DOCUMENT EXTRACT:
Docker only pulls parts that has changed. So, when we update our docker image, it will not download everything from scratch, it will only download changed parts. The same exists when it comes to generating docker images.

Docker in the Real World

Creating a Dockerfile

Docker images are basically stack of layers and Dockerfile is just a recipe.

The first instruction in a Dockerfile must be FROM. FROM allows us to import/define a base image. A base image could be another docker image, or we can create one from scratch. It's highly recommended to use an official image.

RUN allows you to run any command, that you can run on your OS, without docker.

WORKDIR expects you to pass a directory, and any other instruction we run from this point on will be on the context of the path we set here.

COPY simply copies files from the directory where your Dockerfile exists. You can't copy files that are above Dockerfile, you can only copy files that are below your Dockerfile.

Dockerfile after this chapter:

FROM ruby:2.5-alpine

RUN mkdir /app
WORKDIR /app

COPY Gemfile Gemfile.lock /app
RUN bundle install --jobs 4 --retry 3
COPY . .

Docker caches every layer. So it makes sense to copy Gemfile and Gemfile.lock before copying entire project folder. Otherwise if we configure our project like this:

FROM ruby:2.5-alpine

RUN mkdir /app
WORKDIR /app

COPY . .
RUN bundle install --jobs 4 --retry 3

It's going to install our dependencies every time from scratch and it's gonna take more time.

LABEL command enables you to attach arbitrary meta data to your image, that you can retrieve later.

INPUT MATERIAL:
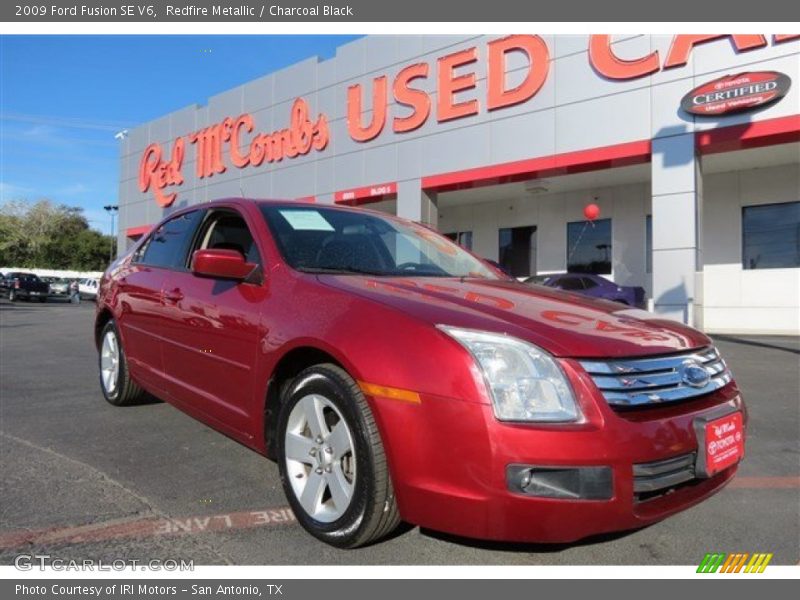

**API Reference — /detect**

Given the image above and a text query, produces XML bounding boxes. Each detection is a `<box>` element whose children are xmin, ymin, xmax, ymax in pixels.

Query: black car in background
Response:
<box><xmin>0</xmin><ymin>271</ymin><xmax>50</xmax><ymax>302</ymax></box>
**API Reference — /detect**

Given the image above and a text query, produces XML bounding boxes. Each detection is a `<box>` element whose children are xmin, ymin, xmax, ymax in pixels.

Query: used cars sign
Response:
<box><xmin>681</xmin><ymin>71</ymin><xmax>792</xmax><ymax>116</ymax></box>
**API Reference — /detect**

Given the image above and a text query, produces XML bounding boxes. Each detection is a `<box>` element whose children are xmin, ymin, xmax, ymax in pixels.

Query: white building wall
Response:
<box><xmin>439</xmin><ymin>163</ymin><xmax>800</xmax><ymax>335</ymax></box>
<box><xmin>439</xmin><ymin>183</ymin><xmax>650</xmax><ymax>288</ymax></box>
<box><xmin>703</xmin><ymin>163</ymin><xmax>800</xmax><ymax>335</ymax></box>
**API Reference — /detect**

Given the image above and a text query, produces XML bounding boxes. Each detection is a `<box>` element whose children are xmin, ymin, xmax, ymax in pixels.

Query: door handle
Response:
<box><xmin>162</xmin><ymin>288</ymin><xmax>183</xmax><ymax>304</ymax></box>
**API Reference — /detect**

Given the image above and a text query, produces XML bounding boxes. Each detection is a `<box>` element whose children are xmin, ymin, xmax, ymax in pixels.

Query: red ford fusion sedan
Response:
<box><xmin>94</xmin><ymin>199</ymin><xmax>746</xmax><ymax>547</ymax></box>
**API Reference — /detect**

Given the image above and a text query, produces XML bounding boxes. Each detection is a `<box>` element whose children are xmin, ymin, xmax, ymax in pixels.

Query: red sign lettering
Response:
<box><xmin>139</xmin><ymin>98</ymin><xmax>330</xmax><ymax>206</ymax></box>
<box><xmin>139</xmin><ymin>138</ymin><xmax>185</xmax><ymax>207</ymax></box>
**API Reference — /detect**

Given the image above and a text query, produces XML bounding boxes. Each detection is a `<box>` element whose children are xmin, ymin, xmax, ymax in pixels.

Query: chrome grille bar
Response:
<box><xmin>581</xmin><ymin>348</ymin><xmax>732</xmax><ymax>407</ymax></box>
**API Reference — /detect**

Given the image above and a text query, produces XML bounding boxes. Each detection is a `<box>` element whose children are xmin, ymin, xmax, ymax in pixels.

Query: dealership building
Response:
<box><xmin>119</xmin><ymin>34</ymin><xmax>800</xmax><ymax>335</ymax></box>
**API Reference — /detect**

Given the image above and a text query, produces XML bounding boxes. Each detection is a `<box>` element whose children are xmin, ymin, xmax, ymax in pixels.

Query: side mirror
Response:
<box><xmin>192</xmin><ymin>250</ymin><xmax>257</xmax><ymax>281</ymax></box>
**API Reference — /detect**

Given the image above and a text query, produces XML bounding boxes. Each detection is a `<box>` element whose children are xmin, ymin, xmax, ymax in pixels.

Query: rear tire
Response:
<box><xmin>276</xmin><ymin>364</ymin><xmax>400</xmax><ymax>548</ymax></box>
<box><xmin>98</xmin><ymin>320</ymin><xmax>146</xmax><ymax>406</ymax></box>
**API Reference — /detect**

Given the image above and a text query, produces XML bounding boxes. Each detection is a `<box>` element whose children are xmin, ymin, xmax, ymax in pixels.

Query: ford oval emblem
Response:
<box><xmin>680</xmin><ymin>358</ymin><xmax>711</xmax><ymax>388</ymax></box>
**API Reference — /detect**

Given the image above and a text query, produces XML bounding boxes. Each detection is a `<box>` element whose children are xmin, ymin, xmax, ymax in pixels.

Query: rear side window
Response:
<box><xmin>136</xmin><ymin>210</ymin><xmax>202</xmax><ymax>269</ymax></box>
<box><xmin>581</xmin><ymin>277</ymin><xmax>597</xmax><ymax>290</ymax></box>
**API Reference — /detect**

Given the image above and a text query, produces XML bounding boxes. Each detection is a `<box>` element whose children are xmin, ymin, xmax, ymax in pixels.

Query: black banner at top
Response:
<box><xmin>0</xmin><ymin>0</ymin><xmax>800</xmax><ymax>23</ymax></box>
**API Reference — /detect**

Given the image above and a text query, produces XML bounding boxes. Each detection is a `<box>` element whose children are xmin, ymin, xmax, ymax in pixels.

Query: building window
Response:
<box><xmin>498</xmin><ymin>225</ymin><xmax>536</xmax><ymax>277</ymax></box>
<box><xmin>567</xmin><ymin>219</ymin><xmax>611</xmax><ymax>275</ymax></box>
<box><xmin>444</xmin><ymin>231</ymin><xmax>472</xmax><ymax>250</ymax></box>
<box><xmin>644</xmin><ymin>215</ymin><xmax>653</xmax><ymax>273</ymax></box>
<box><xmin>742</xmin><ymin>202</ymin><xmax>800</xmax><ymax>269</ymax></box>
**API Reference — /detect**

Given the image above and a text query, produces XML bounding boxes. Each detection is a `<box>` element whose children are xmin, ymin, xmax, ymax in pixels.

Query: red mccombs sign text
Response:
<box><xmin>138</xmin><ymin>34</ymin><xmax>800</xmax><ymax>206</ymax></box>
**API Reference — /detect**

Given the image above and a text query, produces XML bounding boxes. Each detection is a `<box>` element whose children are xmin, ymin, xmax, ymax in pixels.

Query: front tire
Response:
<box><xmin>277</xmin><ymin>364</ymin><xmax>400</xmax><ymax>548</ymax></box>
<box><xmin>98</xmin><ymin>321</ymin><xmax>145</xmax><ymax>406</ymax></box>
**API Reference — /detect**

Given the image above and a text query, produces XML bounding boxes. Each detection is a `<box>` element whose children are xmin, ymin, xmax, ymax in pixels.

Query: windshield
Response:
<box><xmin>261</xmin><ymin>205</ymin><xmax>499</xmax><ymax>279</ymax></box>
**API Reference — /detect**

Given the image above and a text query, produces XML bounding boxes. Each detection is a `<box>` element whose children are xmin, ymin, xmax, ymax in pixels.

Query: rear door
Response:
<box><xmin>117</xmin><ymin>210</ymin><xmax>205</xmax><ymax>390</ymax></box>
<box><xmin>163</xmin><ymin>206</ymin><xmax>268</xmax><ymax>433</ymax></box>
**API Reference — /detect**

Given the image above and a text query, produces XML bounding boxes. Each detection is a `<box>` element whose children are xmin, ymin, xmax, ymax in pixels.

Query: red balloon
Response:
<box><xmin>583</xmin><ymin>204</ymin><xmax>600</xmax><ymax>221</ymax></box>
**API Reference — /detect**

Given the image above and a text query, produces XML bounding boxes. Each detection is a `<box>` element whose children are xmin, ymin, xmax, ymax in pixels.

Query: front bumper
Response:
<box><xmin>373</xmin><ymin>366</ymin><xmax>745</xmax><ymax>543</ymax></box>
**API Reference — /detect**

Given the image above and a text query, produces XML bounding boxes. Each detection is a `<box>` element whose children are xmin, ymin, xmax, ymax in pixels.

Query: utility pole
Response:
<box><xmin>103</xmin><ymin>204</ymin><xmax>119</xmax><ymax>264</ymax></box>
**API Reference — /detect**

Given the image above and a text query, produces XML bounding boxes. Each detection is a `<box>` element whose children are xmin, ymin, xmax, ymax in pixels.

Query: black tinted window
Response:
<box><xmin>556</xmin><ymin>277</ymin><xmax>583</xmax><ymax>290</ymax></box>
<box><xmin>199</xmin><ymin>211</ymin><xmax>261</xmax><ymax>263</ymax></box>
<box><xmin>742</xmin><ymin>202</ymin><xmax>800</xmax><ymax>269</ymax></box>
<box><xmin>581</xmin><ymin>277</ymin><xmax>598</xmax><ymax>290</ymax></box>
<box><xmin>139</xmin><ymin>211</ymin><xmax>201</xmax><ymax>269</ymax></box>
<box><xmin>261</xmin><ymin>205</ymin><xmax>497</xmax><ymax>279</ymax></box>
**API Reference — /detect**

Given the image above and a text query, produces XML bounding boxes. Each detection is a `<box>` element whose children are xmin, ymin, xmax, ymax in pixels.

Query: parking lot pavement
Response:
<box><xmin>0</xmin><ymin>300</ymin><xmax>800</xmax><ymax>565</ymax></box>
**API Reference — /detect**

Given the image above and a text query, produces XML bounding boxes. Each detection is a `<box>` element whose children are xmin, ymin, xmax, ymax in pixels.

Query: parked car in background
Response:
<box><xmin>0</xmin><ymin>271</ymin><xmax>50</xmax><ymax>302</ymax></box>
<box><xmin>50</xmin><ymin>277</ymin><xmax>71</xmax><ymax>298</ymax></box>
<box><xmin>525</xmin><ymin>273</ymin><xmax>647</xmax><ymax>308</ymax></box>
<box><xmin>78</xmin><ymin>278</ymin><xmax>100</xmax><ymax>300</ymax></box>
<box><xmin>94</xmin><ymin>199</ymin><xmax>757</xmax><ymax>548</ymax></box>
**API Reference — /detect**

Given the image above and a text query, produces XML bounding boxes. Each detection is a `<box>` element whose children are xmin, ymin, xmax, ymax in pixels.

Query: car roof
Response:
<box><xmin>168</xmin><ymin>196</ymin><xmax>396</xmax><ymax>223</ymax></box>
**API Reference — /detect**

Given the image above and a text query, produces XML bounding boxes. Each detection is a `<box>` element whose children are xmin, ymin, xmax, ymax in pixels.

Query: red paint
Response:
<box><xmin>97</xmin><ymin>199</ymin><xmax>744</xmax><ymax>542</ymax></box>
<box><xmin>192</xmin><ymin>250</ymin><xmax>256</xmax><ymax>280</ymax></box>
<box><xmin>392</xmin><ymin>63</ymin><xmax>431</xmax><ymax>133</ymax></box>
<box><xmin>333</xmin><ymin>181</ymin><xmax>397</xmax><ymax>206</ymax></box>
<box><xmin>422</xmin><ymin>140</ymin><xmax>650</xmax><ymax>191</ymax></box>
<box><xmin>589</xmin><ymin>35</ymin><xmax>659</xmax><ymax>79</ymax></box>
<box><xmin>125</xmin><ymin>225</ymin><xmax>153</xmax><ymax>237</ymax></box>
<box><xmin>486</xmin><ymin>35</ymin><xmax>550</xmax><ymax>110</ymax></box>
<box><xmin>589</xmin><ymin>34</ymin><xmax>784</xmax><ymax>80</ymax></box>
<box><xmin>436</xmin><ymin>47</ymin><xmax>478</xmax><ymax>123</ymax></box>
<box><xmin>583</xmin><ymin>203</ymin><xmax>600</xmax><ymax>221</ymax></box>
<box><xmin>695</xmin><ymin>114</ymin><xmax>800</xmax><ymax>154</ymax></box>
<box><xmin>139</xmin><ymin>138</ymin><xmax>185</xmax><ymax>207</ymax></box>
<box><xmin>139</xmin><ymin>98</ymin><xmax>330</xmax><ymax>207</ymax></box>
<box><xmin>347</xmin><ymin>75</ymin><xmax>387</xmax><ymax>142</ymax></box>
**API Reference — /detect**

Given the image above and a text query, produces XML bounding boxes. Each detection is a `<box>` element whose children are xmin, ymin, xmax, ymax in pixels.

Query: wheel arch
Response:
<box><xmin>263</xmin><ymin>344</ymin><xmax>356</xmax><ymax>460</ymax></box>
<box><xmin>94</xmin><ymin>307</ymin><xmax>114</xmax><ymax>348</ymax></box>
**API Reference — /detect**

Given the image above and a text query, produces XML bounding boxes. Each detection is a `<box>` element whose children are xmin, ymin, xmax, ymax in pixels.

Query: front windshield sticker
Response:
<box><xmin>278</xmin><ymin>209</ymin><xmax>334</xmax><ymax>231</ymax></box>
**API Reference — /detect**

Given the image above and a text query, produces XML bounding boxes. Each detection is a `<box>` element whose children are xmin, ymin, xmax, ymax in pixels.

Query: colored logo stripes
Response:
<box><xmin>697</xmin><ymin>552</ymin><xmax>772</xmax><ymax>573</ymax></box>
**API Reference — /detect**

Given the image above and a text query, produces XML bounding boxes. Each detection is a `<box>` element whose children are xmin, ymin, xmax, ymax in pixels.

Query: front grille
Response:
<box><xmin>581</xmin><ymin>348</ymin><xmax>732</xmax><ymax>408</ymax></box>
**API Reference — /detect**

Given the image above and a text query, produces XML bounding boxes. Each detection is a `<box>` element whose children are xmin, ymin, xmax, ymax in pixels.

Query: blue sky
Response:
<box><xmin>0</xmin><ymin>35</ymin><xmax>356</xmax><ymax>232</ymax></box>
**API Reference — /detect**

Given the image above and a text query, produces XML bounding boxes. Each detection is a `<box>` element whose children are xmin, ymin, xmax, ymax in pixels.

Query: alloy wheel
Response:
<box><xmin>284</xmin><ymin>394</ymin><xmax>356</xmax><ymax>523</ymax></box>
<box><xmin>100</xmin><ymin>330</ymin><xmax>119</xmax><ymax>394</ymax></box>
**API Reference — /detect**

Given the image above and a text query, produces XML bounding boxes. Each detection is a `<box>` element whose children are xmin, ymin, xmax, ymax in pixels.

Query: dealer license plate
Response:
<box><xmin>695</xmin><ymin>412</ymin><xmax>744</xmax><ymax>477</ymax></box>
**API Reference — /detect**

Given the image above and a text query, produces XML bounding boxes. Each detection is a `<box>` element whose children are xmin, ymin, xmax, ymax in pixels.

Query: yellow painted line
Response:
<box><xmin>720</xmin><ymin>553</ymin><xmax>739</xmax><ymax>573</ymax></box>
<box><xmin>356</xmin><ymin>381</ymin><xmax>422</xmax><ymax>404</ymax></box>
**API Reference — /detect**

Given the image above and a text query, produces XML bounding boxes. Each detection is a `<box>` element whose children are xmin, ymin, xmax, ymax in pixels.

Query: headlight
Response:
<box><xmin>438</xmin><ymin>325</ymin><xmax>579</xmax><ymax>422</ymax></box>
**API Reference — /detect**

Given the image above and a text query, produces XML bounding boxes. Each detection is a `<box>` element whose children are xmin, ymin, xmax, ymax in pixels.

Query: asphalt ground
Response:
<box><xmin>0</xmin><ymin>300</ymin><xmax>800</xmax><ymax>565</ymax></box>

EXERCISES:
1. Decide whether each of the following statements agrees with the Dockerfile text. Answer yes or no for each, quoting the words of the text that settle it.
(a) Docker downloads only the parts of an image that have changed.
(b) COPY can take files from a directory above the Dockerfile.
(c) WORKDIR sets the path that later instructions run in.
2. How many lines in the entries contain the string "building"? Give only the number.

WRITTEN RESPONSES:
1.
(a) Yes: "Docker only pulls parts that has changed."
(b) No: "You can't copy files that are above Dockerfile, you can only copy files that are below your Dockerfile."
(c) Yes: "any other instruction we run from this point on will be on the context of the path we set here."

2. 3